Lines of data:
==========

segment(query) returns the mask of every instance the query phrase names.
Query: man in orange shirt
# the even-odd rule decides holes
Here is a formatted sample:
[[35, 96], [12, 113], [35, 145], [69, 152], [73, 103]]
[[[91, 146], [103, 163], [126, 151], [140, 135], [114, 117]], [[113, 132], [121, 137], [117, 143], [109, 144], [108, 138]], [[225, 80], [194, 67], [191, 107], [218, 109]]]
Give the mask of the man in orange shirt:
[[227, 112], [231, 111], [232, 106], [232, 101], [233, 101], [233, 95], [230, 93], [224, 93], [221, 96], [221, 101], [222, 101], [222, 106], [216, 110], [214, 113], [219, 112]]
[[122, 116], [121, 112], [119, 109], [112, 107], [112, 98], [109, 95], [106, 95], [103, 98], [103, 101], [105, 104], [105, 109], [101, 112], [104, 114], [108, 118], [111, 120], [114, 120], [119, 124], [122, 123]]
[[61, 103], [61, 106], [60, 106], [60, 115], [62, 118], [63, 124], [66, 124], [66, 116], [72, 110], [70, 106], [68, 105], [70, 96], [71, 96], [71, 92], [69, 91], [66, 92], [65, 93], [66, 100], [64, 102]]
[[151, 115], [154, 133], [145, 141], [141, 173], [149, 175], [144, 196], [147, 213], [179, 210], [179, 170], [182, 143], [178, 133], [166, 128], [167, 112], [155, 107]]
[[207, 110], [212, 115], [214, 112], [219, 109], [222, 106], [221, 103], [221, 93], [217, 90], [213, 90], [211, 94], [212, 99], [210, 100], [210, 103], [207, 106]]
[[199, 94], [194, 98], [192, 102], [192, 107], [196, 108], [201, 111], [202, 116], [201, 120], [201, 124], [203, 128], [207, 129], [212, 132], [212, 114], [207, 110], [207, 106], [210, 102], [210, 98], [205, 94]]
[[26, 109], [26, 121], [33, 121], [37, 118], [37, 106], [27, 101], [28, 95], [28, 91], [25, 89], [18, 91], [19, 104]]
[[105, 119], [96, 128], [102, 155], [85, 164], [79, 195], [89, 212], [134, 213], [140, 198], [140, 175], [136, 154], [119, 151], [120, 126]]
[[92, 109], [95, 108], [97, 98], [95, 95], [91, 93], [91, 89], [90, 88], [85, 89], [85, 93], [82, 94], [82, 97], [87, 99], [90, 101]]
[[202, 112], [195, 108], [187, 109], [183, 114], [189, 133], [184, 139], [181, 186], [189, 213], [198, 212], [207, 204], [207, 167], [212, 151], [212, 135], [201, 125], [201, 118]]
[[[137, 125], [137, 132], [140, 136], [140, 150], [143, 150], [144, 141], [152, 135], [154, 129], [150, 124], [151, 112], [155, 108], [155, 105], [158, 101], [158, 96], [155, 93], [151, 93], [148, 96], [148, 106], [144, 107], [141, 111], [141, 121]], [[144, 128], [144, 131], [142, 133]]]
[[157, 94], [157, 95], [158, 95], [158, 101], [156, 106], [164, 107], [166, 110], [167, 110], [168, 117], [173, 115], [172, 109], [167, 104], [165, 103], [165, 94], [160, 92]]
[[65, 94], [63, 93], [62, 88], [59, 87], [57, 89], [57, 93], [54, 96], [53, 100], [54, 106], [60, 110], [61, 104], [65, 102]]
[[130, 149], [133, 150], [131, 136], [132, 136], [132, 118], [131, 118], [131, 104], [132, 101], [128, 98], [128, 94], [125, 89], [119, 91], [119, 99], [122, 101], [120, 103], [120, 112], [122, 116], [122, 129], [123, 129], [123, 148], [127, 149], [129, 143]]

==========

AIM OF THE TASK: Format each line of the listing above as an item in a numbered list, leaving out any blank lines.

FINISHED TASK:
1. segment(query) returns the mask of every instance the query phrase names.
2. Query: man in orange shirt
3. # the even-odd rule decides holes
4. Here is a formatted sample:
5. [[35, 96], [12, 113], [35, 145], [69, 152], [73, 103]]
6. [[[91, 146], [103, 163], [126, 151], [140, 135], [114, 117]], [[113, 132], [121, 137], [117, 143], [109, 144], [108, 138]], [[225, 80], [194, 67], [191, 107], [218, 109]]]
7. Give the mask of the man in orange shirt:
8. [[227, 112], [231, 111], [232, 106], [232, 101], [233, 101], [233, 95], [230, 93], [224, 93], [221, 96], [221, 101], [222, 101], [222, 106], [216, 110], [214, 113], [219, 112]]
9. [[122, 116], [121, 112], [119, 109], [112, 107], [112, 98], [109, 95], [106, 95], [103, 98], [103, 101], [105, 104], [105, 109], [101, 112], [104, 114], [108, 118], [111, 120], [114, 120], [119, 124], [122, 123]]
10. [[61, 103], [61, 106], [60, 106], [60, 115], [62, 118], [63, 124], [66, 124], [66, 116], [72, 110], [70, 106], [68, 105], [70, 96], [71, 96], [71, 92], [69, 91], [66, 92], [65, 93], [66, 100], [64, 102]]
11. [[151, 115], [154, 133], [145, 141], [141, 173], [149, 175], [144, 196], [147, 213], [179, 210], [179, 170], [182, 143], [178, 133], [166, 128], [167, 112], [155, 107]]
12. [[207, 110], [212, 115], [214, 112], [219, 109], [222, 106], [221, 103], [221, 93], [217, 90], [213, 90], [211, 94], [212, 99], [210, 100], [210, 103], [207, 106]]
13. [[199, 94], [194, 98], [192, 102], [192, 107], [196, 108], [201, 111], [202, 116], [201, 120], [201, 124], [203, 128], [207, 129], [212, 132], [212, 114], [207, 110], [207, 106], [210, 102], [210, 98], [205, 94]]
14. [[26, 109], [26, 121], [33, 121], [37, 118], [37, 106], [27, 101], [28, 95], [28, 91], [25, 89], [18, 91], [19, 104]]
15. [[105, 119], [96, 128], [102, 155], [85, 164], [79, 195], [89, 212], [134, 213], [140, 198], [140, 175], [136, 154], [119, 151], [120, 126]]
16. [[92, 109], [95, 108], [97, 98], [95, 95], [91, 93], [91, 89], [90, 88], [85, 89], [85, 93], [82, 94], [82, 97], [87, 99], [90, 101]]
17. [[202, 112], [195, 108], [187, 109], [183, 114], [189, 133], [184, 139], [181, 186], [189, 213], [198, 212], [207, 204], [207, 167], [212, 151], [212, 135], [201, 125], [201, 118]]
18. [[[137, 125], [137, 132], [140, 136], [140, 150], [143, 150], [144, 141], [152, 135], [154, 129], [150, 124], [151, 112], [155, 108], [155, 105], [158, 101], [158, 96], [155, 93], [151, 93], [148, 96], [148, 106], [144, 107], [141, 111], [141, 121]], [[144, 128], [144, 131], [142, 133]]]
19. [[157, 94], [157, 95], [158, 95], [158, 101], [156, 106], [164, 107], [166, 110], [167, 110], [168, 117], [173, 115], [172, 109], [167, 104], [165, 103], [165, 94], [160, 92]]
20. [[65, 94], [63, 93], [62, 88], [59, 87], [57, 89], [57, 93], [54, 96], [53, 100], [54, 106], [60, 110], [61, 104], [65, 102]]
21. [[130, 149], [133, 150], [131, 136], [132, 136], [132, 118], [131, 118], [131, 104], [132, 101], [128, 98], [128, 94], [125, 89], [119, 91], [119, 99], [122, 101], [120, 103], [120, 112], [122, 116], [122, 129], [123, 129], [123, 148], [127, 149], [129, 143]]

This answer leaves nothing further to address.